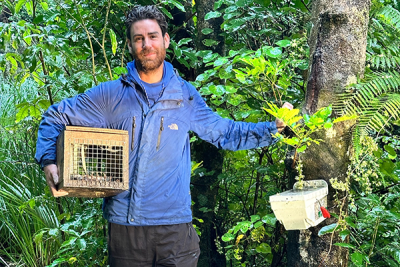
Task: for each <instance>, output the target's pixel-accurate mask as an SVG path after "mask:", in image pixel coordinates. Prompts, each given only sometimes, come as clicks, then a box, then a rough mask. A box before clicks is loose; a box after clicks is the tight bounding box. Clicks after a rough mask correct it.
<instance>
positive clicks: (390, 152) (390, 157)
mask: <svg viewBox="0 0 400 267" xmlns="http://www.w3.org/2000/svg"><path fill="white" fill-rule="evenodd" d="M384 148H385V150H386V152H388V154H389V158H390V159H395V158H396V157H397V154H396V151H395V150H394V148H393V147H392V146H390V145H385V146H384Z"/></svg>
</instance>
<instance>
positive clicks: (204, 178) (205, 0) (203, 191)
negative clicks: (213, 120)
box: [192, 0, 226, 267]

YOUR ASSIGNMENT - Lay out every line of the rows above as a Markdown table with the columns "Number" and "Line", skipping blank lines. Leave the pictures out.

ANSWER -
| Number | Line |
|---|---|
| 1 | Task: for each <instance>, output the target's pixel-accurate mask as an SVG path after "mask:", in image pixel coordinates. Prompts, each given only sometimes, come as clicks, then a box, then a rough mask. A box before clicks is loose; a box after clicks is the tight bounding box. Clicks after a rough mask correct it. |
| 2 | <instance> |
| 3 | positive clicks: (390, 152) (390, 157) |
| 4 | mask: <svg viewBox="0 0 400 267" xmlns="http://www.w3.org/2000/svg"><path fill="white" fill-rule="evenodd" d="M384 148H385V150H386V152H388V154H389V158H390V159H395V158H396V157H397V154H396V151H395V150H394V148H393V147H392V146H390V145H385V146H384Z"/></svg> |
| 5 | </instance> |
| 6 | <instance> |
| 7 | positive clicks: (204, 178) (205, 0) (203, 191) |
| 8 | negative clicks: (213, 120) |
| 9 | box: [192, 0, 226, 267] |